As I remember, in the early RDRAM days, the biggest problem with RDRAM was the expense. SDRAM was significantly cheaper by comparison, so a lot of people kept going the SDRAM route.
If RDRAM had been implemented more cheaply, it might have been another story. Plus the other reasons mentioned above.
I get that Intel was pandering to the audience this week, and trying to get people a little excited about the possibilities. If I had to guess as to what their 'goal' was, I'd say that they were looking to lure the up and coming 'out of box thinkers' to the Intel brand.
Which ends up not being as much fun for us number guys...
I linked a presentation in another thread where some guy was talking about the transition to 14nm, which he noted as being more effective for power savings than for performance. Intel's latest CPUs seem to bear that thinking out, and indeed with the 'high performance user' market not being what it once was, you have to respect the strategy.

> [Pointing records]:
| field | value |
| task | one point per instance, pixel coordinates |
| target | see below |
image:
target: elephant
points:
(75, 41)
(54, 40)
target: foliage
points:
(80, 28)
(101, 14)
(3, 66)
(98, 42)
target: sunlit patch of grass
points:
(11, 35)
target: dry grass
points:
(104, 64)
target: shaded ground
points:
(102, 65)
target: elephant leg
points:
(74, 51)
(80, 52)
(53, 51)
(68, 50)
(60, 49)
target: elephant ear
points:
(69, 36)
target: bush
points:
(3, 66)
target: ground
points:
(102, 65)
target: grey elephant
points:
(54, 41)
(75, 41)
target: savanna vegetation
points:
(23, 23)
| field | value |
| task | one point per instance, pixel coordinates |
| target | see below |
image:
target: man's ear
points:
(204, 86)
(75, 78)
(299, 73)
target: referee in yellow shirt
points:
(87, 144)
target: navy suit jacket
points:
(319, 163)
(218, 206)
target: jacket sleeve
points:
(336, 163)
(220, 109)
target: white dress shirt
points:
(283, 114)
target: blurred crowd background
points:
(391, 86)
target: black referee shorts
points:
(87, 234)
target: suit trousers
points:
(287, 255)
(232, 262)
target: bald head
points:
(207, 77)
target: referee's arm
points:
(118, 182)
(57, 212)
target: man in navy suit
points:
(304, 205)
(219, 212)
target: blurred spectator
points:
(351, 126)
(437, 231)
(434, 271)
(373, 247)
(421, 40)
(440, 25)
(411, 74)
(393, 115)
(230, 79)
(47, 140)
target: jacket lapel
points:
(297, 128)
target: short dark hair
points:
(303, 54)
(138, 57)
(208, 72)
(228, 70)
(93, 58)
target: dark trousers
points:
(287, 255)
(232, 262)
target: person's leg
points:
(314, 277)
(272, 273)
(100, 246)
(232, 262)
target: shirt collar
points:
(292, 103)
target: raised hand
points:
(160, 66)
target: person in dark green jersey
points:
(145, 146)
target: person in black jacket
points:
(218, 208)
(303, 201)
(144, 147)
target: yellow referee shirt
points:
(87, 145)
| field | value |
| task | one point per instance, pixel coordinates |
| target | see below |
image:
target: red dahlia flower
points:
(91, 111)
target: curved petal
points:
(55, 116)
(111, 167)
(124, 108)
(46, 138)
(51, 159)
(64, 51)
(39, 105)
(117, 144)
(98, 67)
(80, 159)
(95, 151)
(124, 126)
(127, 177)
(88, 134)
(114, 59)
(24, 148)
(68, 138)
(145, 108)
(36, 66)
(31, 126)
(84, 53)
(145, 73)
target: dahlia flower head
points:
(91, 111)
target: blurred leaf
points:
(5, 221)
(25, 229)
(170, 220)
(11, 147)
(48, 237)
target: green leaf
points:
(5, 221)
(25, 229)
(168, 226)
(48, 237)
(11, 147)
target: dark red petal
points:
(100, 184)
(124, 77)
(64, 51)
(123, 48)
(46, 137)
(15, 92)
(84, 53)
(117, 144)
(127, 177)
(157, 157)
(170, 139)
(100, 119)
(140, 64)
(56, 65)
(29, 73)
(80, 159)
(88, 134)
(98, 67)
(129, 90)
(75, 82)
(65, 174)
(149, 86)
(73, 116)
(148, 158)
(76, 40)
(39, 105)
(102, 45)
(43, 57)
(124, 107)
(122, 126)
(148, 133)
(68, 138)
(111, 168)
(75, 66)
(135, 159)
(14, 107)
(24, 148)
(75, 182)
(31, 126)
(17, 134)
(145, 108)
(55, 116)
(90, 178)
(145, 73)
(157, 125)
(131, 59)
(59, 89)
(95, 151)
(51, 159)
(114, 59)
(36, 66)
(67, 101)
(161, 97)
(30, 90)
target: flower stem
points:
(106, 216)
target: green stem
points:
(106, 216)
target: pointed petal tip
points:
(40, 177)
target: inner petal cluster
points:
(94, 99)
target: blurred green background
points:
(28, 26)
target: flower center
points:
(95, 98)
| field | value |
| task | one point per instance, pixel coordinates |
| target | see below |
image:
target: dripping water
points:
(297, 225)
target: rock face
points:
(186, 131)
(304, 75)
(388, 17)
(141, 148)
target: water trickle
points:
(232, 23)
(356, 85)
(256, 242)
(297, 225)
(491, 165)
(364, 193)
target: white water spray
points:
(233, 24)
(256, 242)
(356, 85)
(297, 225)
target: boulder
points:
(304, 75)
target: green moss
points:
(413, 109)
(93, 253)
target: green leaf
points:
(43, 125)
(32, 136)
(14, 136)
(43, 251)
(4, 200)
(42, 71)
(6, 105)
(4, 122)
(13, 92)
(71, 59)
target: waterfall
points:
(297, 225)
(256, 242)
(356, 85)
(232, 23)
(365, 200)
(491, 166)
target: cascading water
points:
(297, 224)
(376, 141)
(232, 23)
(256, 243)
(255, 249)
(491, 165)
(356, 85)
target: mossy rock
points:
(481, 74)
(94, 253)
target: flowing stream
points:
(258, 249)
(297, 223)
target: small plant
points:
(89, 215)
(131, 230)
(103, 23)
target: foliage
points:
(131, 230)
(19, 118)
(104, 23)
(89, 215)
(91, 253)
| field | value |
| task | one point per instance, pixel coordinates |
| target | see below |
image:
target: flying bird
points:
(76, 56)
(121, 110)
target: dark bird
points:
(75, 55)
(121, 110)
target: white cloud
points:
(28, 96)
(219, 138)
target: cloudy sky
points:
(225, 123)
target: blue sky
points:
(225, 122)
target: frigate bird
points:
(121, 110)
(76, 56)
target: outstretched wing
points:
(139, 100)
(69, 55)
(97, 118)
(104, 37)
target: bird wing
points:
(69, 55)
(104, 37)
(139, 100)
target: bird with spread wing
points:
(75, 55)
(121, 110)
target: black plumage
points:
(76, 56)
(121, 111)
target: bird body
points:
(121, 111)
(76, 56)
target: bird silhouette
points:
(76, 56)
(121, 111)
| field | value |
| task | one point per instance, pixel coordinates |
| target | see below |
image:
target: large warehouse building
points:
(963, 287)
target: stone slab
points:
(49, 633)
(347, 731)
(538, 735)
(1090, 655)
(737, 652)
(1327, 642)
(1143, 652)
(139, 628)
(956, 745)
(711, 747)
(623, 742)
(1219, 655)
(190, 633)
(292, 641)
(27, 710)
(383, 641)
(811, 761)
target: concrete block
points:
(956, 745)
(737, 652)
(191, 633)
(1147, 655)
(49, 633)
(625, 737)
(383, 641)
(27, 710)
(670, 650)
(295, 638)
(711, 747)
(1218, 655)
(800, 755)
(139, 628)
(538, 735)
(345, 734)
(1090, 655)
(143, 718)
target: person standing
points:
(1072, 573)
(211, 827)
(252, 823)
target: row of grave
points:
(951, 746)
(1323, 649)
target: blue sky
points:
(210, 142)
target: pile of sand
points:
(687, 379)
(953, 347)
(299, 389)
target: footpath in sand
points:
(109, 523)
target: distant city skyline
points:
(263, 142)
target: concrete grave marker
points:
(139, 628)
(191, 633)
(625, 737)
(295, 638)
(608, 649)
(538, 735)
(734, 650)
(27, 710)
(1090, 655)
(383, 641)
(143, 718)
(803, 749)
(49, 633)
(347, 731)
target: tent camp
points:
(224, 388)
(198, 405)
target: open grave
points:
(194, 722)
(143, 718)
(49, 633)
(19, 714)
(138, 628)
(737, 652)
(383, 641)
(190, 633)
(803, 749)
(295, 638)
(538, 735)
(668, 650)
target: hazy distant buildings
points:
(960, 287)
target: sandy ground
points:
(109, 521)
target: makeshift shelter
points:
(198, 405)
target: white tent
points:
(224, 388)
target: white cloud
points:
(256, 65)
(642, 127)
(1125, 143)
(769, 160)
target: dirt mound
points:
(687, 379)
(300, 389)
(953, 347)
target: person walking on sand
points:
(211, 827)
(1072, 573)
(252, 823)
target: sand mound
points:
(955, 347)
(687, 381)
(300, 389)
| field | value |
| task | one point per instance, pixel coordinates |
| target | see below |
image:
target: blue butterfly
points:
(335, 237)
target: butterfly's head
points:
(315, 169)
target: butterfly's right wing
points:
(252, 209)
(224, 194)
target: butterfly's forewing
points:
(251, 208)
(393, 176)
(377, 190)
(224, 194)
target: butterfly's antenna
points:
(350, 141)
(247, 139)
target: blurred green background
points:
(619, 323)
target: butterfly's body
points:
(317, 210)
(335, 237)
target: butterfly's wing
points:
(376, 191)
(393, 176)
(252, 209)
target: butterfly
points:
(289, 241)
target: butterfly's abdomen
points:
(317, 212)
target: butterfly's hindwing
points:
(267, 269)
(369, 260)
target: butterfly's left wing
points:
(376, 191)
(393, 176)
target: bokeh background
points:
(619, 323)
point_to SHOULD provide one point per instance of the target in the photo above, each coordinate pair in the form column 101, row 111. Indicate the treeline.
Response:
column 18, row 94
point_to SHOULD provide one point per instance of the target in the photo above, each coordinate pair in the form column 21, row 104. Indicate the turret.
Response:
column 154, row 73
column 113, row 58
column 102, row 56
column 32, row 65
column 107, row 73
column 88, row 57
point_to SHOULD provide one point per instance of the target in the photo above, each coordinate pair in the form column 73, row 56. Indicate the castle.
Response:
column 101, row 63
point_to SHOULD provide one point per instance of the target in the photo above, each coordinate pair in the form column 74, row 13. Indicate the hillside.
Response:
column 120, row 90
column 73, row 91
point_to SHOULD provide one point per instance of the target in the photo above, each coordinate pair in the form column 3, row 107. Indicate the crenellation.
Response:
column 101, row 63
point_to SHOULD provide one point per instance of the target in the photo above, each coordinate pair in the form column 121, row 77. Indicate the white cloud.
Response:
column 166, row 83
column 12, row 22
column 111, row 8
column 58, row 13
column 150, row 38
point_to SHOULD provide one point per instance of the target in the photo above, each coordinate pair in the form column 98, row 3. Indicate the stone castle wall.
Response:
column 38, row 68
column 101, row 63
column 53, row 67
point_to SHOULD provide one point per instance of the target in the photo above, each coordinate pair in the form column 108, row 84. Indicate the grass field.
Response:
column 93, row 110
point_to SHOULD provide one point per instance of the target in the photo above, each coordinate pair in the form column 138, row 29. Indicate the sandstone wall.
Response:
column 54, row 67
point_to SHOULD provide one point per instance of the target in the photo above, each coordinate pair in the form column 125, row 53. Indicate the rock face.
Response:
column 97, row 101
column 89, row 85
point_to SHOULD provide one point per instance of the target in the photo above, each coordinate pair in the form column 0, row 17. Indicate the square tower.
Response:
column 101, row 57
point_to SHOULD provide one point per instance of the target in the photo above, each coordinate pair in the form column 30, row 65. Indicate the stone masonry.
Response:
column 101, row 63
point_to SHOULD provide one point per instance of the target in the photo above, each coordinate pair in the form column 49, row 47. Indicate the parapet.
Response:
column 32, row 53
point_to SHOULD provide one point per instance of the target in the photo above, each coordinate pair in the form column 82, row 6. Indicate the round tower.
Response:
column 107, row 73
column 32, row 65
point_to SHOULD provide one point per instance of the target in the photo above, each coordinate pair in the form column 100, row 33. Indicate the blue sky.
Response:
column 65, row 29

> [Objectives]:
(A) Put everything in the pointing records from the line containing "target: white water spray" down to the line containing "(1323, 649)", both included, into a numbered list, leaving out blank lines.
(B) Can you write what follows in the post about RDRAM and Intel's CPU strategy, continuing from where it stops?

> [Response list]:
(A)
1. target: white water spray
2. points:
3. (233, 24)
4. (256, 242)
5. (356, 85)
6. (297, 225)
7. target: boulder
8. points:
9. (304, 75)
10. target: green moss
11. points:
12. (413, 109)
13. (93, 253)
14. target: green leaf
15. points:
16. (43, 125)
17. (32, 136)
18. (14, 136)
19. (43, 251)
20. (4, 200)
21. (42, 71)
22. (6, 105)
23. (4, 122)
24. (13, 92)
25. (71, 59)
26. target: waterfall
27. points:
28. (297, 225)
29. (256, 242)
30. (356, 85)
31. (232, 23)
32. (365, 200)
33. (491, 166)
34. target: cascading water
35. points:
36. (297, 224)
37. (376, 141)
38. (232, 23)
39. (256, 243)
40. (255, 249)
41. (491, 165)
42. (356, 85)
43. target: mossy rock
44. points:
45. (481, 74)
46. (94, 253)
47. target: flowing stream
48. points:
49. (258, 249)
50. (297, 223)
51. target: small plant
52. points:
53. (89, 215)
54. (131, 230)
55. (103, 23)
56. target: foliage
57. points:
58. (131, 230)
59. (19, 118)
60. (104, 23)
61. (89, 215)
62. (91, 253)
63. | field | value |
64. | task | one point per instance, pixel coordinates |
65. | target | see below |
66. image:
67. target: flying bird
68. points:
69. (76, 56)
70. (121, 110)
71. target: dark bird
72. points:
73. (75, 55)
74. (121, 110)
75. target: white cloud
76. points:
77. (28, 96)
78. (219, 138)
79. target: cloudy sky
80. points:
81. (225, 123)
82. target: blue sky
83. points:
84. (225, 122)
85. target: frigate bird
86. points:
87. (121, 110)
88. (76, 56)
89. target: outstretched wing
90. points:
91. (139, 100)
92. (69, 55)
93. (97, 118)
94. (104, 37)
95. target: bird wing
96. points:
97. (69, 55)
98. (104, 37)
99. (139, 100)
100. target: bird with spread wing
101. points:
102. (75, 55)
103. (121, 110)
104. target: black plumage
105. points:
106. (76, 56)
107. (121, 111)
108. target: bird body
109. points:
110. (121, 111)
111. (76, 56)
112. target: bird silhouette
113. points:
114. (76, 56)
115. (121, 111)
116. | field | value |
117. | task | one point per instance, pixel coordinates |
118. | target | see below |
119. image:
120. target: large warehouse building
121. points:
122. (963, 287)
123. target: stone slab
124. points:
125. (49, 633)
126. (347, 731)
127. (538, 735)
128. (1090, 655)
129. (737, 652)
130. (1327, 642)
131. (1143, 652)
132. (139, 628)
133. (956, 745)
134. (711, 747)
135. (623, 742)
136. (1219, 655)
137. (190, 633)
138. (292, 641)
139. (27, 710)
140. (383, 641)
141. (811, 761)
142. target: concrete block
143. points:
144. (956, 745)
145. (737, 652)
146. (191, 633)
147. (1147, 655)
148. (49, 633)
149. (625, 737)
150. (383, 641)
151. (27, 710)
152. (670, 650)
153. (295, 638)
154. (711, 747)
155. (1218, 655)
156. (800, 755)
157. (139, 628)
158. (538, 735)
159. (345, 734)
160. (1090, 655)
161. (143, 718)
162. target: person standing
163. points:
164. (1072, 573)
165. (211, 827)
166. (252, 823)
167. target: row of grave
168. points:
169. (951, 746)
170. (1323, 649)

(B)
The thing that Intel has done in the last couple of years which has been impressive to me is drastically increasing the performance of their iGPUs. They essentially went from lackluster performance (most computer enthusiasts did not take them seriously) to quite respectable in just a couple of years. With the amount of intellectual muscle that Intel has at their disposal, I can see the next generation(s) of Intel iGPUs giving NVidia and AMD some serious headaches.
It does look like Q3 2014 should be very interesting for you Intel gamer types:
http://www.guru3d.com/news_story/intel_haswell_e_roadmap_confirms_launch_in_q3_2014.html
For me, the bigger news this week was Alan Mulally deciding to stay put at Ford. Kinda makes you wonder where the next Microsoft leadership is going to come from...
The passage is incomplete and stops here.